#### Problem to work on:
Pictures aside, write out every record exactly as it appears.

* Begin Supplied information *

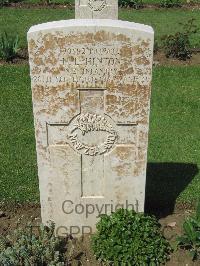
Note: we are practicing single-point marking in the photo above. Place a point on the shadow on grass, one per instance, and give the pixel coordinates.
(165, 181)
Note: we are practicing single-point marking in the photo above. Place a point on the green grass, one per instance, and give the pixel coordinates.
(72, 1)
(173, 139)
(164, 21)
(17, 150)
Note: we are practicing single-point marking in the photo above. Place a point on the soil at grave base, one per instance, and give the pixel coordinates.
(13, 216)
(159, 59)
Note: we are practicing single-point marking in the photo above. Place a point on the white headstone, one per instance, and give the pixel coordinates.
(96, 9)
(91, 98)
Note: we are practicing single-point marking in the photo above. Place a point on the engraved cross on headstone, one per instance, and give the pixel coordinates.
(97, 9)
(93, 135)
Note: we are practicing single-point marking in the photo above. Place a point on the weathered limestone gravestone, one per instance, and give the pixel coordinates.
(91, 97)
(96, 9)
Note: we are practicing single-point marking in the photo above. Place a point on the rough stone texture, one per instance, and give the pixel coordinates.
(97, 9)
(91, 98)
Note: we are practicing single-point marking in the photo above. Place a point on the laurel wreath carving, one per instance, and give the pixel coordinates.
(92, 122)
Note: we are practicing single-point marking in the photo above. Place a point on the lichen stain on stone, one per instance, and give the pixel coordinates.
(122, 169)
(126, 51)
(123, 152)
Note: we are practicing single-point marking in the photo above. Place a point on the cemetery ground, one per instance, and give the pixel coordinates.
(173, 177)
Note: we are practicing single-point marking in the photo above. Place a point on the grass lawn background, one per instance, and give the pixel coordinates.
(164, 21)
(72, 1)
(174, 135)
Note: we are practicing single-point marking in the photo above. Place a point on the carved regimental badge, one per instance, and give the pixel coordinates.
(92, 134)
(97, 5)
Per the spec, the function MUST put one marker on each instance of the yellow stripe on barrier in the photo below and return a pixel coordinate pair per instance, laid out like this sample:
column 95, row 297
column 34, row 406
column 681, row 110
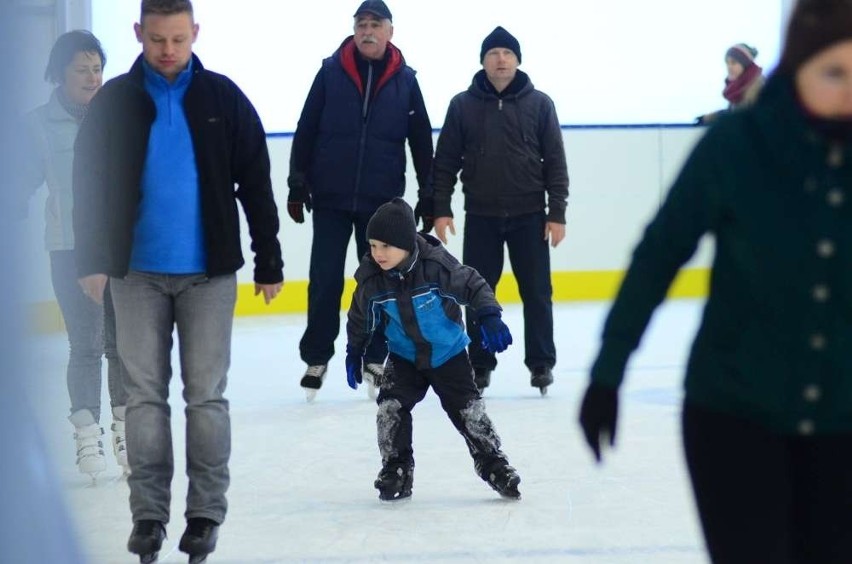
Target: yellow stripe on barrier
column 567, row 287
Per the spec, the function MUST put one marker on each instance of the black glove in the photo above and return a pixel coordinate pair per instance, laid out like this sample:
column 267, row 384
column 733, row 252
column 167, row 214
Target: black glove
column 495, row 334
column 299, row 198
column 354, row 361
column 425, row 209
column 598, row 416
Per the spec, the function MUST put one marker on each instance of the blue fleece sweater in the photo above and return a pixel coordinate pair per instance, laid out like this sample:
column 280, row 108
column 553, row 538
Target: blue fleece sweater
column 168, row 237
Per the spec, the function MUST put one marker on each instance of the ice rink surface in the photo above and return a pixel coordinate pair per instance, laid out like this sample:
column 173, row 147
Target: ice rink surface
column 302, row 474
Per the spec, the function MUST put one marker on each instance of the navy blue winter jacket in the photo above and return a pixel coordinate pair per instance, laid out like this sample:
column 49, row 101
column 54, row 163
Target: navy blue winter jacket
column 419, row 304
column 349, row 146
column 231, row 156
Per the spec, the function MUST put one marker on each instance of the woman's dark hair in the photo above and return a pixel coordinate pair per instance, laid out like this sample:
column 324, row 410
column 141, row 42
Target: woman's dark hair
column 65, row 48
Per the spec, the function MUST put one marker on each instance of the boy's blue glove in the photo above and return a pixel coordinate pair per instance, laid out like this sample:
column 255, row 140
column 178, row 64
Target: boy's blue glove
column 495, row 334
column 354, row 361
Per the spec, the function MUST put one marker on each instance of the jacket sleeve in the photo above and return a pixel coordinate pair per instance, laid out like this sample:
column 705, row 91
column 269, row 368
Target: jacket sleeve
column 358, row 332
column 90, row 213
column 302, row 150
column 464, row 284
column 555, row 164
column 251, row 174
column 448, row 160
column 420, row 141
column 669, row 241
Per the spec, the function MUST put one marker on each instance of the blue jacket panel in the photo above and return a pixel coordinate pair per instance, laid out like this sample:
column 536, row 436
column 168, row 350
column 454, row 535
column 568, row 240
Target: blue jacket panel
column 419, row 304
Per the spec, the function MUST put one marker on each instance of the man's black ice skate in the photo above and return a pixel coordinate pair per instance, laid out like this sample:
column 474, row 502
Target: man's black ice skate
column 541, row 377
column 146, row 539
column 313, row 379
column 394, row 482
column 504, row 480
column 199, row 538
column 482, row 378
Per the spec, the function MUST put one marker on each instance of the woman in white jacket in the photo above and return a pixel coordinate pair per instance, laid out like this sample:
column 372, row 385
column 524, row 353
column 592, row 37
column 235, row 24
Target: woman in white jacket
column 75, row 66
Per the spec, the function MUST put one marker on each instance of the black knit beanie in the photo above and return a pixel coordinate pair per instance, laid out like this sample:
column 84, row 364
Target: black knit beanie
column 500, row 38
column 393, row 223
column 814, row 26
column 742, row 53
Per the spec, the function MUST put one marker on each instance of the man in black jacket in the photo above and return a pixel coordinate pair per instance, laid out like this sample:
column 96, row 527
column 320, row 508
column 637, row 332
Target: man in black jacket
column 348, row 158
column 155, row 210
column 505, row 138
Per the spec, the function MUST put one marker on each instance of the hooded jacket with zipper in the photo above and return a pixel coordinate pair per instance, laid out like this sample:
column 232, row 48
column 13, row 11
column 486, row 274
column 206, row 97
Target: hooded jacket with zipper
column 419, row 304
column 231, row 157
column 349, row 146
column 509, row 150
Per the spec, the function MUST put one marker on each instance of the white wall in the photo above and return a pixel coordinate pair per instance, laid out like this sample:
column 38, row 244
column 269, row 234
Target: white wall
column 618, row 178
column 610, row 61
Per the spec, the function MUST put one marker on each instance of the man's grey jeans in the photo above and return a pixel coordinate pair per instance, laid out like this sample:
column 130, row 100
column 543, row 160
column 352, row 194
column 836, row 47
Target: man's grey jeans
column 148, row 307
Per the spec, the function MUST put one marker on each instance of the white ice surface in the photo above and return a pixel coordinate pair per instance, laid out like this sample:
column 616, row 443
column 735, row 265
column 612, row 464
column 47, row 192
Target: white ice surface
column 302, row 474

* End Supplied information *

#### Finished task:
Note: we are practicing single-point marking in the photo above. Place a point on the shadow on grass, one per instance, and give the pixel coordinates.
(165, 181)
Note: we are practicing single-point marking in the photo above. Place a point on the green grass, one per instance, and give the pixel coordinates.
(72, 1)
(173, 139)
(164, 21)
(17, 150)
Note: we are practicing single-point marking in the photo above. Place a point on the soil at grave base, one per instance, and give the pixel coordinates.
(13, 216)
(159, 59)
Note: we are practicing single-point marking in the photo above. Place a point on the white headstone, one per instance, and give the pixel coordinates.
(96, 9)
(91, 98)
Note: we are practicing single-point marking in the photo above. Place a point on the engraved cross on headstone, one per instance, and give the pixel coordinates.
(97, 9)
(93, 135)
Note: we are practicing single-point marking in the photo above. Place a point on the weathered limestone gravestone, one per instance, and give the pixel coordinates.
(91, 97)
(96, 9)
Note: we are practicing single-point marking in the photo above. Place a point on the rough stone texture, one per instance, and give the pixel coordinates.
(97, 9)
(91, 98)
Note: we are practicing single-point marking in the photo above. Place a point on the laurel wreath carving, one per instance, and give the pixel coordinates.
(92, 122)
Note: we are practicing single-point marking in the photo above. Place a point on the lichen stain on stone, one per instance, and give the pixel coordinates.
(122, 169)
(126, 51)
(123, 152)
Note: we are practicing single-point marking in the photo above. Place a point on the cemetery ground, one per instance, and give the pixel coordinates.
(173, 177)
Note: we are practicing single-point marking in the photo above. Place a point on the grass lawn background, one per instance, and give the pixel coordinates.
(164, 21)
(72, 1)
(174, 135)
Note: we are practicing single-point marking in the photo above. Place a point on the carved regimental badge, one per instance, and give the pixel coordinates.
(92, 134)
(97, 5)
Per the spec, the function MUST put one marker on each instance of the yellow stripe on barrier in the photo below and return a pixel coordinate pair per instance, laid out like this sample:
column 95, row 297
column 34, row 406
column 681, row 110
Target: yellow stripe on barrier
column 567, row 287
Per the spec, the function MUST put one marker on each instance of the black glove in the photo above and return a pixel coordinate pair per instance, laid out like this sample:
column 267, row 384
column 733, row 252
column 167, row 214
Target: black glove
column 495, row 334
column 299, row 198
column 354, row 361
column 425, row 209
column 598, row 416
Per the spec, the function MUST put one marker on each instance of the blue fleece sweater in the photo above and return a pixel coordinate pair per instance, laid out like this sample:
column 280, row 108
column 553, row 538
Target: blue fleece sweater
column 168, row 237
Per the spec, the function MUST put one marker on each instance of the ice rink surface in the photo above and return a pixel coordinate pair per instance, laid out like this sample:
column 173, row 147
Target: ice rink surface
column 302, row 474
Per the spec, the function MUST put one marker on each instance of the navy blue winter jacket in the photo above and return a pixel coordinate pair per instance, laid out like this sample:
column 49, row 101
column 54, row 163
Target: navy blue winter jacket
column 419, row 304
column 349, row 146
column 231, row 156
Per the spec, the function MUST put one marker on each instance of the woman's dark hair in the photo above and return a pixel coordinate pair per instance, laid out like this sample:
column 324, row 410
column 141, row 42
Target: woman's dark hair
column 65, row 48
Per the spec, the function MUST put one marker on each instance of the boy's blue glove in the photo above and return a pixel coordinate pair per instance, laid out like this sample:
column 255, row 140
column 178, row 64
Target: boy's blue glove
column 495, row 334
column 354, row 361
Per the spec, the function MUST put one marker on each instance of the jacket sleeve in the photo above and return a pixel coordinate pair per instance, laid out like this sample:
column 705, row 91
column 269, row 368
Target: jacket sleeve
column 358, row 332
column 90, row 213
column 302, row 150
column 464, row 284
column 555, row 164
column 251, row 174
column 448, row 160
column 420, row 141
column 669, row 241
Per the spec, the function MUST put one marker on each instance of the blue jacket panel in the photo above and return a pixel coordinate pair per instance, laid out like this sample:
column 536, row 436
column 168, row 350
column 454, row 535
column 568, row 240
Target: blue jacket panel
column 419, row 304
Per the spec, the function MUST put one marker on each instance of the man's black ice skate in the photo above and return a pixel coordinate pair per instance, laid out like this sample:
column 474, row 502
Target: man's black ice skate
column 541, row 377
column 146, row 539
column 313, row 379
column 394, row 482
column 504, row 480
column 199, row 538
column 482, row 378
Per the spec, the function MUST put one marker on each instance of the woman in white jacket in the photo above and return a pixel coordinate pair per instance, laid out like this sample:
column 372, row 385
column 524, row 353
column 592, row 37
column 235, row 24
Target: woman in white jacket
column 75, row 66
Per the spec, the function MUST put one marker on each instance of the black knit beanie in the photo above and return a pixel coordinate pair per instance, laid out like this sample:
column 84, row 364
Target: black knit beanie
column 500, row 38
column 393, row 223
column 814, row 26
column 742, row 53
Per the spec, the function MUST put one marker on each instance of the man in black jacket in the photo above and return a pixel coordinate pair per instance, laid out like this sample:
column 96, row 527
column 320, row 508
column 637, row 332
Target: man in black jacket
column 348, row 158
column 155, row 210
column 505, row 138
Per the spec, the function MUST put one marker on each instance of the hooded jacket with zipper in the photo above and return a pixel coordinate pair per instance, laid out like this sample:
column 232, row 48
column 13, row 11
column 486, row 274
column 206, row 97
Target: hooded jacket with zipper
column 419, row 304
column 231, row 157
column 349, row 146
column 509, row 150
Per the spec, the function MUST put one marker on each instance of the white wall in the photo above and return a pixel coordinate pair per instance, laid out like this sample:
column 38, row 244
column 269, row 234
Target: white wall
column 618, row 178
column 610, row 61
Per the spec, the function MUST put one marker on each instance of the man's grey jeans in the photo above and return a pixel coordinate pair per instance, laid out like this sample:
column 130, row 100
column 543, row 160
column 352, row 194
column 836, row 47
Target: man's grey jeans
column 148, row 307
Per the spec, the function MUST put one marker on each instance of the white ice surface in the photo above and return a pixel coordinate pair per instance, laid out like this sample:
column 616, row 443
column 735, row 265
column 612, row 464
column 47, row 192
Target: white ice surface
column 302, row 474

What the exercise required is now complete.